## PROBLEM DETAILS
Return the forum thread about the 2002 Sentra 2.0 LE below in full, word for word.

## PAGE EXTRACT
# My Ride: 2002 Sentra 2.0 LE



## Guest (Mar 21, 2003)

*My 2002 Sentra 2.0 LE (give some mods and upgrade suggestions please)*

It's a 2002 Sentra 2.0 LE. I bought it new in October 2002. It came standard with a leather wrapped steering wheel; a kicking sound system with 8 speakers, two tweeters and a sub; 15 inch alloy wheels, amazing Bridgestone Potenza tires, a spoiler, and fogs. I was thinking of putting in the SE-R grille and a tasteful dual-pipe exhaust. I'm looking for opinions and some suggestions on what I should do and shouldn't do. You can look at my car at this site:

http://www.imagestation.com/album/?id=4290491103 

I made an account for everyone who wants to see my car. The account is as follows:

Acct. Name: nissanforums
Password: nissan
Activation Code (if they ask for it): 51137681


----------



## Centurion (Sep 5, 2002)

Link that bad boy over on this site so we can see it. You've got to register or some such B.S. to see your pics.


----------



## whiteb14 (Jul 7, 2002)

*hmm...*

call me an idiot but... i didnt know there was a '02 sentra 2.0 LE
where have i been??! i only know of a 2.0 SE


----------



## Guest (Mar 21, 2003)

its on the nissanmotors. com website as an option. For 2003 they changed it to a 2.5 LE


----------



## whiteb14 (Jul 7, 2002)

*cool...*

u learn sumthin new everyday


----------



## Guest (Mar 21, 2003)

What a phatty car! I want one!


----------



## himilefrontier (Jan 21, 2003)

I like it better than the Spec V since it has the SR20DE and not the QR25DE. Much better motor!


----------



## 95 SentraB13 (Jun 14, 2002)

## GIVEN MATERIAL
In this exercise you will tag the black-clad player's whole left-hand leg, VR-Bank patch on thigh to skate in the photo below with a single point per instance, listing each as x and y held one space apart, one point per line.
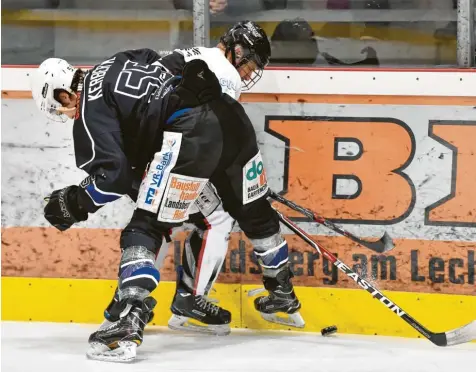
170 187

## SOLUTION BELOW
# My Ride: 2002 Sentra 2.0 LE



## Guest (Mar 21, 2003)

*My 2002 Sentra 2.0 LE (give some mods and upgrade suggestions please)*

It's a 2002 Sentra 2.0 LE. I bought it new in October 2002. It came standard with a leather wrapped steering wheel; a kicking sound system with 8 speakers, two tweeters and a sub; 15 inch alloy wheels, amazing Bridgestone Potenza tires, a spoiler, and fogs. I was thinking of putting in the SE-R grille and a tasteful dual-pipe exhaust. I'm looking for opinions and some suggestions on what I should do and shouldn't do. You can look at my car at this site:

http://www.imagestation.com/album/?id=4290491103 

I made an account for everyone who wants to see my car. The account is as follows:

Acct. Name: nissanforums
Password: nissan
Activation Code (if they ask for it): 51137681


----------



## Centurion (Sep 5, 2002)

Link that bad boy over on this site so we can see it. You've got to register or some such B.S. to see your pics.


----------



## whiteb14 (Jul 7, 2002)

*hmm...*

call me an idiot but... i didnt know there was a '02 sentra 2.0 LE
where have i been??! i only know of a 2.0 SE


----------



## Guest (Mar 21, 2003)

its on the nissanmotors. com website as an option. For 2003 they changed it to a 2.5 LE


----------



## whiteb14 (Jul 7, 2002)

*cool...*

u learn sumthin new everyday


----------



## Guest (Mar 21, 2003)

What a phatty car! I want one!


----------



## himilefrontier (Jan 21, 2003)

I like it better than the Spec V since it has the SR20DE and not the QR25DE. Much better motor!


----------



## 95 SentraB13 (Jun 14, 2002)